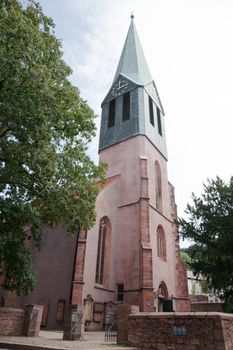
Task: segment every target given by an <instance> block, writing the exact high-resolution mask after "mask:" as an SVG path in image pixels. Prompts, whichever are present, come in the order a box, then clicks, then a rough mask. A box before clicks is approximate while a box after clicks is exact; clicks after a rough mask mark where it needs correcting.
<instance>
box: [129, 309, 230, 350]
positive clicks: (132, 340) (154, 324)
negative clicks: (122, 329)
mask: <svg viewBox="0 0 233 350" xmlns="http://www.w3.org/2000/svg"><path fill="white" fill-rule="evenodd" d="M128 327H129V328H128V339H129V343H130V344H131V345H132V346H137V347H138V348H139V349H140V350H145V349H155V350H232V349H233V315H231V314H224V313H214V312H213V313H212V312H210V313H204V312H203V313H202V312H200V313H138V314H135V315H130V316H129V324H128Z"/></svg>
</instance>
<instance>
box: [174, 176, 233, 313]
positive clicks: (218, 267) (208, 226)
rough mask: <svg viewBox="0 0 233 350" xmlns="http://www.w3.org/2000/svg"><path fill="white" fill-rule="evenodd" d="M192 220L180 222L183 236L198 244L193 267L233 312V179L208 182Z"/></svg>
mask: <svg viewBox="0 0 233 350" xmlns="http://www.w3.org/2000/svg"><path fill="white" fill-rule="evenodd" d="M186 213H187V214H188V220H185V219H178V221H177V223H178V225H179V228H180V230H181V235H182V236H183V237H184V238H188V239H190V240H192V241H193V242H194V244H193V245H192V246H191V248H190V250H189V254H191V256H192V260H191V267H192V269H194V271H195V272H196V273H201V274H202V276H205V277H206V279H207V282H208V286H209V288H213V289H214V290H215V292H217V293H218V294H219V296H221V297H222V298H223V299H224V300H225V302H226V305H227V308H228V310H232V311H233V177H231V179H230V181H229V183H225V182H224V181H223V180H221V179H220V178H219V177H217V178H216V180H208V182H207V184H206V185H204V193H203V194H202V195H201V197H196V196H195V195H194V194H193V205H190V204H188V206H187V210H186Z"/></svg>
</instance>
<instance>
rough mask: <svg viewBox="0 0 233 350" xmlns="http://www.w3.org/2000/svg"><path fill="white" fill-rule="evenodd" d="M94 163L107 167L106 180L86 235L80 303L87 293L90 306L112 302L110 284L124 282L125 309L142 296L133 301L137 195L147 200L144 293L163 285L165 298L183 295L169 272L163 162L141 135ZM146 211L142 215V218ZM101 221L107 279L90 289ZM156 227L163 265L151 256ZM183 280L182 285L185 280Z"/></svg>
mask: <svg viewBox="0 0 233 350" xmlns="http://www.w3.org/2000/svg"><path fill="white" fill-rule="evenodd" d="M100 160H101V161H104V162H106V163H107V164H108V166H109V168H108V171H107V175H106V176H107V178H108V179H109V181H107V183H106V185H105V187H104V188H103V189H102V190H101V192H100V194H99V196H98V198H97V202H96V208H97V218H96V224H95V226H94V227H93V228H92V229H91V230H90V231H88V234H87V246H86V261H85V270H84V280H85V284H84V287H83V298H84V299H85V298H86V297H87V295H88V294H91V296H92V298H93V299H94V300H95V301H96V300H97V301H99V302H108V301H114V300H116V285H117V284H118V283H119V284H120V283H124V289H125V294H124V298H125V299H124V302H126V303H129V304H131V305H132V304H134V305H138V304H139V302H140V301H139V298H141V297H142V296H141V297H140V296H139V294H140V293H139V290H140V288H141V283H142V279H141V277H140V275H141V273H142V272H141V270H140V265H141V264H142V260H140V259H142V255H140V254H141V253H140V249H141V245H140V240H141V241H142V242H143V236H141V235H142V234H143V233H142V232H143V231H142V230H143V226H141V223H142V225H144V224H145V223H146V220H147V218H146V217H145V218H144V219H143V220H142V222H140V216H141V215H142V213H143V211H142V204H141V202H140V201H139V200H140V198H141V197H143V196H142V191H143V193H147V197H148V200H146V199H145V201H144V202H145V211H144V212H145V215H148V217H149V221H148V224H149V226H148V227H149V241H148V240H147V241H146V242H145V245H144V247H145V249H144V248H143V249H144V255H145V256H144V258H143V259H144V260H145V261H146V260H148V262H147V263H146V265H145V271H144V272H143V274H144V277H145V278H146V279H147V278H149V279H150V278H151V277H149V275H150V273H151V272H150V271H149V270H150V269H151V271H152V279H153V285H152V288H150V292H151V291H152V290H153V289H154V292H156V291H157V290H158V287H159V284H160V283H161V282H162V281H163V282H164V283H165V284H166V286H167V289H168V295H169V297H174V298H176V297H178V296H179V297H180V296H186V295H185V292H184V293H178V290H177V289H178V288H179V286H178V288H177V283H176V281H175V274H176V272H175V270H176V267H177V266H178V265H177V264H178V262H177V252H176V244H175V238H176V236H175V235H174V232H173V231H174V228H173V225H172V221H171V220H173V215H172V213H171V191H170V185H169V183H168V181H167V168H166V160H165V159H164V158H163V156H162V155H161V154H160V153H159V152H158V151H157V150H156V149H155V148H154V146H153V145H152V144H151V143H150V142H149V141H148V139H147V138H146V137H144V136H137V137H134V138H131V139H130V140H126V141H124V142H121V143H119V144H116V145H114V146H112V147H111V148H109V149H105V150H103V151H102V152H101V154H100ZM156 160H158V161H159V163H160V166H161V171H162V178H163V183H162V190H163V212H162V215H161V214H160V213H159V212H158V211H157V210H156V209H155V194H154V192H155V173H154V165H155V161H156ZM142 161H143V162H144V163H146V168H147V169H146V173H145V174H146V176H144V177H143V176H142V177H141V175H142V174H141V171H142V169H140V165H141V162H142ZM111 179H112V180H111ZM173 205H174V204H173ZM147 207H148V210H147ZM143 210H144V209H143ZM147 211H148V214H146V212H147ZM143 215H144V214H143ZM103 216H107V217H108V218H109V219H110V221H111V224H112V239H111V264H110V279H109V281H108V283H107V284H106V285H104V286H101V285H97V284H95V268H96V255H97V244H98V228H99V221H100V219H101V218H102V217H103ZM158 224H161V225H162V226H163V228H164V231H165V235H166V243H167V261H163V260H161V259H160V258H159V257H158V256H157V242H156V229H157V226H158ZM146 235H147V234H146ZM149 250H151V251H152V257H149V256H147V255H148V254H149ZM181 272H182V269H180V270H179V276H176V277H178V278H179V280H181V279H182V276H181V275H182V273H181ZM146 275H148V277H146ZM148 281H149V280H148ZM183 281H184V282H185V278H184V279H183ZM174 300H175V299H174ZM156 302H157V301H155V307H156ZM153 303H154V301H153ZM180 304H181V302H180ZM180 304H178V302H177V303H176V302H175V303H174V307H175V309H177V310H179V305H180ZM177 305H178V307H177Z"/></svg>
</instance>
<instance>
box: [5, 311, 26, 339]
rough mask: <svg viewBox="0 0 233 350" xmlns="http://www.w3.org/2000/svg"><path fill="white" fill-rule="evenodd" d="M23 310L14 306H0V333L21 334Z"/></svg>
mask: <svg viewBox="0 0 233 350" xmlns="http://www.w3.org/2000/svg"><path fill="white" fill-rule="evenodd" d="M24 318H25V311H24V310H22V309H14V308H5V307H2V308H0V335H21V334H22V332H23V324H24Z"/></svg>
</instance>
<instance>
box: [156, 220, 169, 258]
mask: <svg viewBox="0 0 233 350" xmlns="http://www.w3.org/2000/svg"><path fill="white" fill-rule="evenodd" d="M157 252H158V256H159V257H160V258H161V259H163V260H167V250H166V238H165V233H164V230H163V228H162V226H161V225H159V226H158V228H157Z"/></svg>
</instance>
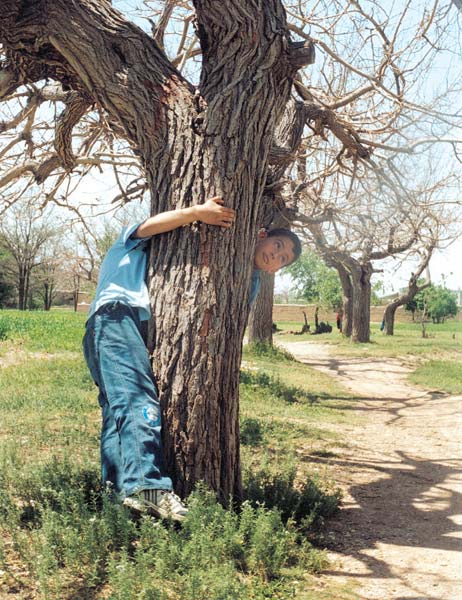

▶ **ACTIVITY**: Give back all of the data exactly, but not the pictures.

▶ **EXERCISE SOLUTION**:
Task: segment every target given by an <instance> block, writing the exact high-resolution mask after "mask:" as an SVG path in image pixels. Prompts, whichever are present, come in the order a box, then clicks, then a rough mask. A box before clicks is approximate while a box after clicks is exact; clicks after a rough mask mark where it needs correcting.
<instance>
box: [129, 309, 230, 350]
positive clicks: (132, 340) (154, 324)
negative clicks: (122, 329)
mask: <svg viewBox="0 0 233 350" xmlns="http://www.w3.org/2000/svg"><path fill="white" fill-rule="evenodd" d="M128 327H129V328H128V339H129V343H130V344H131V345H132V346H137V347H138V348H139V349H140V350H145V349H155V350H232V349H233V315H231V314H224V313H214V312H213V313H212V312H210V313H204V312H203V313H202V312H200V313H138V314H135V315H130V316H129V324H128Z"/></svg>
</instance>
<instance>
box: [174, 176, 233, 313]
positive clicks: (218, 267) (208, 226)
rough mask: <svg viewBox="0 0 233 350" xmlns="http://www.w3.org/2000/svg"><path fill="white" fill-rule="evenodd" d="M192 220L180 222L183 236L198 244L193 267L233 312V179L208 182Z"/></svg>
mask: <svg viewBox="0 0 233 350" xmlns="http://www.w3.org/2000/svg"><path fill="white" fill-rule="evenodd" d="M186 213H187V214H188V220H185V219H178V221H177V223H178V225H179V228H180V230H181V235H182V236H183V237H184V238H188V239H190V240H192V241H193V242H194V244H193V245H192V246H191V248H190V250H189V254H191V256H192V260H191V267H192V269H194V271H195V272H196V273H201V274H202V276H205V277H206V279H207V282H208V286H209V288H213V289H214V290H215V292H217V293H218V294H219V296H221V297H222V298H223V299H224V300H225V302H226V305H227V308H228V310H232V311H233V177H231V179H230V181H229V183H225V182H224V181H223V180H221V179H220V178H219V177H217V178H216V180H208V182H207V184H206V185H204V193H203V194H202V195H201V197H196V196H195V195H194V194H193V205H190V204H188V206H187V210H186Z"/></svg>
</instance>
<instance>
rough mask: <svg viewBox="0 0 233 350" xmlns="http://www.w3.org/2000/svg"><path fill="white" fill-rule="evenodd" d="M94 163L107 167L106 180L86 235L80 303L87 293L90 306L112 302L110 284L124 282L125 309L142 296L133 301L137 195L147 200L144 293L163 285L165 298L183 295L169 272L163 162L141 135ZM146 211L142 215V218ZM101 221L107 279L90 289ZM156 227L163 265L151 256ZM183 280L182 285L185 280Z"/></svg>
mask: <svg viewBox="0 0 233 350" xmlns="http://www.w3.org/2000/svg"><path fill="white" fill-rule="evenodd" d="M100 160H101V161H104V162H106V163H107V164H108V166H109V168H108V171H107V175H106V176H107V178H108V179H109V181H107V183H106V185H105V187H104V188H103V189H102V190H101V192H100V194H99V196H98V198H97V202H96V208H97V218H96V224H95V226H94V227H93V228H92V229H91V230H90V231H88V234H87V246H86V261H85V270H84V280H85V284H84V287H83V298H84V299H85V298H86V297H87V295H88V294H91V296H92V298H93V299H94V300H95V301H96V300H97V301H99V302H108V301H114V300H116V285H117V284H118V283H119V284H120V283H124V289H125V294H124V298H125V299H124V302H126V303H129V304H131V305H132V304H134V305H138V304H139V302H140V301H139V298H141V297H142V296H141V297H140V296H139V294H140V293H139V290H140V288H141V283H142V279H141V277H140V275H141V273H142V272H141V270H140V265H141V264H142V260H140V259H142V255H140V254H141V253H140V249H141V245H140V240H141V241H142V242H143V236H141V235H142V234H143V233H142V232H143V231H142V230H143V226H141V223H142V225H144V224H145V223H146V220H147V218H146V217H145V218H144V219H143V220H142V222H140V216H141V215H142V213H143V211H142V204H141V202H140V201H139V200H140V198H141V197H143V196H142V191H143V193H147V197H148V200H146V199H145V201H144V202H145V211H144V212H145V215H148V217H149V221H148V224H149V226H148V227H149V241H148V240H147V241H146V242H145V245H144V247H145V249H144V248H143V249H144V255H145V256H144V258H143V259H144V260H145V261H146V260H148V262H147V263H146V265H145V271H144V272H143V274H144V277H145V278H146V279H147V278H149V279H150V278H151V277H149V275H150V273H151V272H150V271H149V270H150V269H151V271H152V279H153V285H152V288H150V292H151V291H152V290H153V289H154V292H156V291H157V290H158V287H159V284H160V283H161V282H162V281H163V282H164V283H165V284H166V286H167V289H168V295H169V297H174V298H176V297H178V296H179V297H180V296H186V295H185V292H184V293H178V290H177V289H178V288H179V286H178V288H177V283H176V281H175V274H176V272H175V270H176V267H177V266H178V265H177V264H178V262H177V252H176V244H175V238H176V236H175V235H174V232H173V231H174V228H173V225H172V221H171V220H173V215H172V213H171V191H170V185H169V183H168V181H167V168H166V160H165V159H164V158H163V156H162V155H161V154H160V153H159V152H158V151H157V150H156V149H155V148H154V146H153V145H152V144H151V143H150V142H149V141H148V139H147V138H146V137H144V136H137V137H134V138H131V139H130V140H126V141H124V142H121V143H119V144H116V145H114V146H112V147H111V148H109V149H105V150H103V151H102V152H101V154H100ZM156 160H158V161H159V163H160V166H161V171H162V178H163V183H162V190H163V212H162V215H161V214H160V213H159V212H158V211H157V210H156V209H155V194H154V192H155V173H154V165H155V161H156ZM142 161H143V162H144V163H146V168H147V169H146V173H145V174H146V176H144V177H143V176H142V177H141V175H142V174H141V171H142V169H140V165H141V162H142ZM111 179H112V180H111ZM173 205H174V204H173ZM147 207H148V210H147ZM143 210H144V209H143ZM147 211H148V214H146V212H147ZM143 215H144V214H143ZM103 216H107V217H108V218H109V219H110V221H111V224H112V239H111V264H110V279H109V281H108V283H107V284H106V285H104V286H101V285H97V284H95V268H96V255H97V244H98V228H99V221H100V219H101V218H102V217H103ZM158 224H161V225H162V226H163V228H164V231H165V235H166V243H167V261H163V260H161V259H160V258H159V257H158V256H157V242H156V229H157V226H158ZM146 235H147V234H146ZM149 250H151V251H152V257H149V256H147V255H148V254H149ZM181 272H182V269H180V270H179V276H176V277H178V278H179V280H181V279H182V276H181V275H182V273H181ZM146 275H148V277H146ZM148 281H149V280H148ZM183 281H184V282H185V278H184V279H183ZM174 300H175V299H174ZM156 302H157V301H155V307H156ZM153 303H154V301H153ZM180 304H181V302H180ZM180 304H178V302H177V303H176V302H175V303H174V307H175V309H177V310H179V305H180ZM177 305H178V307H177Z"/></svg>
</instance>
<instance>
box: [5, 311, 26, 339]
rough mask: <svg viewBox="0 0 233 350" xmlns="http://www.w3.org/2000/svg"><path fill="white" fill-rule="evenodd" d="M23 310L14 306H0V333L21 334Z"/></svg>
mask: <svg viewBox="0 0 233 350" xmlns="http://www.w3.org/2000/svg"><path fill="white" fill-rule="evenodd" d="M24 318H25V311H24V310H22V309H14V308H5V307H2V308H0V335H21V334H22V332H23V324H24Z"/></svg>
</instance>
<instance>
box: [156, 220, 169, 258]
mask: <svg viewBox="0 0 233 350" xmlns="http://www.w3.org/2000/svg"><path fill="white" fill-rule="evenodd" d="M157 252H158V256H159V257H160V258H161V259H163V260H167V250H166V238H165V233H164V230H163V228H162V226H161V225H159V226H158V228H157Z"/></svg>
</instance>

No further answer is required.